AANGELEVERDE TEKST:
Dit kan je beter niet zeggen tegen je kind

En dat is menselijk en volkomen begrijpelijk. Maar sommige zinnen die veel ouders gebruiken, kunnen – zonder dat je het doorhebt of zo bedoelt – iets verschuiven in de relatie met je kind. Niet omdat je faalt, maar omdat de communicatie met je kind net wat anders in elkaar zit dan met volwassenen. Kinderen kunnen woorden namelijk heel anders horen dan volwassenen ze bedoelen…

Communicatie met je kind

Wanneer we het hebben over de communicatie met je kind, hebben we het niet over de keren dat je iets verkeerd zegt. Het gaat echt om de structurele herhaling. Om zinnen die, als ze vaak genoeg terugkomen, langzaam een heel ander verhaal vertellen dan je eigenlijk wil. Namelijk dat jouw kind te veel is, te moeilijk, of ineens verantwoordelijk wordt voor jouw gevoelens. En dat is precies waar het mis kan gaan. Daarom kan je déze zinnen beter mijden in gesprekken met je kind.

▼ scroll verder ▼

1. ‘Ik weet echt niet wat ik met je aan moet’

De zin ‘Ik weet echt niet wat ik met je aan moet’ komt meestal uit pure machteloosheid. Je bent moe of overprikkeld en je weet even niet meer welke opvoedtool je moet inzetten. Wat jij bedoelt, is: ik zit vast. Wat een kind hoort, is: ik ben te veel voor jou. En dat kan ervoor zorgen dat een kind óf de leiding gaat overnemen, óf juist gaat zorgen voor jou. En die beide rollen zijn niet bedoeld voor een kind.

Rijen uit een verzameling:

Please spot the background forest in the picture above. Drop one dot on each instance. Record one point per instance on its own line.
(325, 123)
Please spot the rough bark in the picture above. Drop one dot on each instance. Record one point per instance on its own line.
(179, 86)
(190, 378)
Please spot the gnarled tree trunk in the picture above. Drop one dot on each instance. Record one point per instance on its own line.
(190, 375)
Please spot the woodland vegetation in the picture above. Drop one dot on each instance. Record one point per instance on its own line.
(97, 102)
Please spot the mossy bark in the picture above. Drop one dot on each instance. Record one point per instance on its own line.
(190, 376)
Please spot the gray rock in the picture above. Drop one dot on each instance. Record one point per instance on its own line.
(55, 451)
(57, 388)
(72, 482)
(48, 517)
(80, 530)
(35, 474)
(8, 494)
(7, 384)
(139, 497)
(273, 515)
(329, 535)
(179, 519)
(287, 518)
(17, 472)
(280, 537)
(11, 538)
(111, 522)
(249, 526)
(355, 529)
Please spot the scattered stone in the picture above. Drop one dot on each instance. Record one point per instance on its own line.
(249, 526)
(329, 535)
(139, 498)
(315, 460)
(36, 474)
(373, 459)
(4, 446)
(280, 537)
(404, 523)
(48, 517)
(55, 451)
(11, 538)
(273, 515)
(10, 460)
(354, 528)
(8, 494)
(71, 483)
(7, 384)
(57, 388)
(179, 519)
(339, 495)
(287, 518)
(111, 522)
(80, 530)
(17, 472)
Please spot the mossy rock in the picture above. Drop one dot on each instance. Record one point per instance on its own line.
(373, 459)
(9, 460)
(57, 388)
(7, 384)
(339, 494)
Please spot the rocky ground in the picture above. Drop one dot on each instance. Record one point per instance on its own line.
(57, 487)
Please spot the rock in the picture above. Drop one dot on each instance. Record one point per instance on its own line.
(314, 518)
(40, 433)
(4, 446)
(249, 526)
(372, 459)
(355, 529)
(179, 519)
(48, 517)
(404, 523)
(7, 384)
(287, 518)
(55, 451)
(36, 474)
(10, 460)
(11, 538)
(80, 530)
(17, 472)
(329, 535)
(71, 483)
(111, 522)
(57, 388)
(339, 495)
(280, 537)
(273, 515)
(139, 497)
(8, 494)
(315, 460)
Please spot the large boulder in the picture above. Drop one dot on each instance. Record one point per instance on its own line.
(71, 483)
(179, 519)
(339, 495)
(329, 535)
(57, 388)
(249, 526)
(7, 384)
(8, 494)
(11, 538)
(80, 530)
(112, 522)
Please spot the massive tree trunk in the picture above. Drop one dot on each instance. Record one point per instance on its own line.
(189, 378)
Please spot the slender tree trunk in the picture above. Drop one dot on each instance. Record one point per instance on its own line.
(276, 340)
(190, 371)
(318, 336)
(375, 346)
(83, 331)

---

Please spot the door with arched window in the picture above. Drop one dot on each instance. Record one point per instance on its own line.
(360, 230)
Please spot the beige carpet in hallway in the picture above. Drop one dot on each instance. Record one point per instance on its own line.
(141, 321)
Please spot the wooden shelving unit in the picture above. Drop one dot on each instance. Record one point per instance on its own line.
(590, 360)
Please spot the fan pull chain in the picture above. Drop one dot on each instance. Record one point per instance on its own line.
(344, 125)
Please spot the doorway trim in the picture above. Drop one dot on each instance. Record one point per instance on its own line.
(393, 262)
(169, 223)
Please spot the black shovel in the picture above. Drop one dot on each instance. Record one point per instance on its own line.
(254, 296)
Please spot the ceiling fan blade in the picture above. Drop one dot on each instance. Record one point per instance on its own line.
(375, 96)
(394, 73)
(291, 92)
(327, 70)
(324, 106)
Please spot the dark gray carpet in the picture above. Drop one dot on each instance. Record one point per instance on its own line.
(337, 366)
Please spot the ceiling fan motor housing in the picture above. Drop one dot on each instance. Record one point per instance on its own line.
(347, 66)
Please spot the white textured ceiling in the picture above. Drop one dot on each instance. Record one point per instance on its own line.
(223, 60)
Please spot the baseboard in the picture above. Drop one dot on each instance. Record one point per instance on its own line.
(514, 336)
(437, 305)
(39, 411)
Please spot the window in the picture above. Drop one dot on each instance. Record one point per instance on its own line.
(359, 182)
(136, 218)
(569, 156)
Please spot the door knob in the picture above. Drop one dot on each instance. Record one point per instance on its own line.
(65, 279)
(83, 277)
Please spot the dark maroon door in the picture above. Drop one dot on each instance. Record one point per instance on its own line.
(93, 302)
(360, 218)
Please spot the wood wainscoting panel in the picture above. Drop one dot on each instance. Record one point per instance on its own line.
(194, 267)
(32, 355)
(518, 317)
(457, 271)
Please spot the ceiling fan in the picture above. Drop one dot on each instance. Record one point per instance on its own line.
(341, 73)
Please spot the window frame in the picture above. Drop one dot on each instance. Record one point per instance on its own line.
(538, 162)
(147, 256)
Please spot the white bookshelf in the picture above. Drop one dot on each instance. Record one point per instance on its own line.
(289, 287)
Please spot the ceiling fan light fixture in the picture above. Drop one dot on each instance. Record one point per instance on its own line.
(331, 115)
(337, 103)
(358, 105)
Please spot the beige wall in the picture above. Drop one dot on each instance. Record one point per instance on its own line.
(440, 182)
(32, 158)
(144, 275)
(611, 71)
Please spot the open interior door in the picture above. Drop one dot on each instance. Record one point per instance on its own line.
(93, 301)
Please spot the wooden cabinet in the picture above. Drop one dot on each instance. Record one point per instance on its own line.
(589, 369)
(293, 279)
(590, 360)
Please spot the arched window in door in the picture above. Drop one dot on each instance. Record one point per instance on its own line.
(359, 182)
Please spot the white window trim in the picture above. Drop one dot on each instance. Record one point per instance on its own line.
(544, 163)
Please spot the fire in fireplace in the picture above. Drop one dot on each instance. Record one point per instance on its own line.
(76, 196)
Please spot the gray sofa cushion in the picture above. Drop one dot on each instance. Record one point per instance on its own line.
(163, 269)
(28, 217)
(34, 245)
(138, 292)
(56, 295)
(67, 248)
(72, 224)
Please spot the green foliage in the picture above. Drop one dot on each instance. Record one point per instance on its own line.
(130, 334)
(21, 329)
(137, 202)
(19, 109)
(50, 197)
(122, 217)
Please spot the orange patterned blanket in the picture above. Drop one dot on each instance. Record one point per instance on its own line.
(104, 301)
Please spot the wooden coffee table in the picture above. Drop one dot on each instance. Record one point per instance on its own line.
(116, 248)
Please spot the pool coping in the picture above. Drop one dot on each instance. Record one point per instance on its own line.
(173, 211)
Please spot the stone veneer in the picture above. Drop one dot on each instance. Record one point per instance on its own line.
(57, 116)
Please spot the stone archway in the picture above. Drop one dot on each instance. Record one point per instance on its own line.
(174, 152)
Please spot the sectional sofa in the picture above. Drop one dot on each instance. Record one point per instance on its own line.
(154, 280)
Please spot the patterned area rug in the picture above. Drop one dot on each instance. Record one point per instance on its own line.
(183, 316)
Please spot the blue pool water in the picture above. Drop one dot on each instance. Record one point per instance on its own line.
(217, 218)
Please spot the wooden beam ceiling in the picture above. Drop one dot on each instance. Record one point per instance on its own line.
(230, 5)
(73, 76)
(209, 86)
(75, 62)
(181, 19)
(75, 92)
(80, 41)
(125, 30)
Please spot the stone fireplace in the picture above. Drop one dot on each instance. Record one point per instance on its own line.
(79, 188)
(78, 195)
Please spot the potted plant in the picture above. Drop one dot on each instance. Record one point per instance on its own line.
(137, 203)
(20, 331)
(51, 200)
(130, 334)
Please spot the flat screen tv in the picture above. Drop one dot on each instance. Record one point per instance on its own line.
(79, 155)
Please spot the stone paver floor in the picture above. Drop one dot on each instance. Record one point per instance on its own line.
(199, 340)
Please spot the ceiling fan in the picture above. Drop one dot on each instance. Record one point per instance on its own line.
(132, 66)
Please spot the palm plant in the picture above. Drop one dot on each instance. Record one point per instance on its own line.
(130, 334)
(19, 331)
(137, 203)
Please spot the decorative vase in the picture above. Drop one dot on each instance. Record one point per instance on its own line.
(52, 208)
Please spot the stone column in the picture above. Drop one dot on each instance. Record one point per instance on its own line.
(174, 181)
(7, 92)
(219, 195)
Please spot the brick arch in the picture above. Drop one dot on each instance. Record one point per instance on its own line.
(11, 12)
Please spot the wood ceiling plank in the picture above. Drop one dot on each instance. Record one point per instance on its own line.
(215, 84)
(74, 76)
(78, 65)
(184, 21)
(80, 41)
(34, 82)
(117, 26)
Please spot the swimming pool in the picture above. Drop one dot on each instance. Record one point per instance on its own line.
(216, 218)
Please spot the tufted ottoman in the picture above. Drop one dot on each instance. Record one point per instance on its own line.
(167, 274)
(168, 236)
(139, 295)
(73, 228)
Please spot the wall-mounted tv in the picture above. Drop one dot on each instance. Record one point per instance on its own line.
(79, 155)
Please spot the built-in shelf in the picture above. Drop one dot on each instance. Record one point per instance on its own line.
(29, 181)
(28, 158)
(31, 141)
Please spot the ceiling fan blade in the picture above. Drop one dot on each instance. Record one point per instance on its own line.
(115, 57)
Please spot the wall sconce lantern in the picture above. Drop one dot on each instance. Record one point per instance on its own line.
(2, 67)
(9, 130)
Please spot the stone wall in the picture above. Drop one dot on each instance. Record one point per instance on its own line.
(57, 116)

OPDRACHT A: Waar komt de zin ‘Ik weet echt niet wat ik met je aan moet’ volgens de tekst over communicatie met je kind meestal uit?
OPDRACHT B: Schrijf het volgende deel van de tekst over communicatie met je kind, aansluitend op de laatste zin.

ANTWOORD A: Meestal uit pure machteloosheid.

ANTWOORD B:
2. ‘Je doet me pijn’

Natuurlijk doet het pijn als je kind iets onaardigs zegt of doet. Maar als je dat bij hen neerlegt, ontstaat er verwarring. Kinderen zijn nog volop bezig hun eigen emoties te begrijpen. Als ze ook jouw gevoelens moeten dragen, wordt dat te zwaar. Ze kunnen zich schuldig gaan voelen over emoties die eigenlijk bij jou horen.

3. ‘Wat kan ik doen zodat jij je geliefd voelt?’

De vraag ‘Wat kan ik doen zodat jij je geliefd voelt?’ klinkt warm en betrokken, maar schuift onbedoeld verantwoordelijkheid richting je kind. Liefde hoort geen gezamenlijk project te zijn waarbij je kind moet aangeven hoe jij het ‘goed’ doet. Liefde werkt juist als verrassing. Als iets wat je voelt zonder het te hoeven uitleggen.

4. ‘Zo wil ik niet bij je zijn’

Dit is misschien wel de meest pijnlijke zin die je kan gebruiken in de communicatie met je kind. Wat hier vaak onder zit, is de wens dat het gedrag stopt. Maar de boodschap die blijft hangen, is dat nabijheid afhankelijk is van hoe ‘lief’ je kind zich gedraagt. En juist op momenten dat kinderen moeilijk zijn, hebben ze bevestiging nodig dat de relatie blijft staan.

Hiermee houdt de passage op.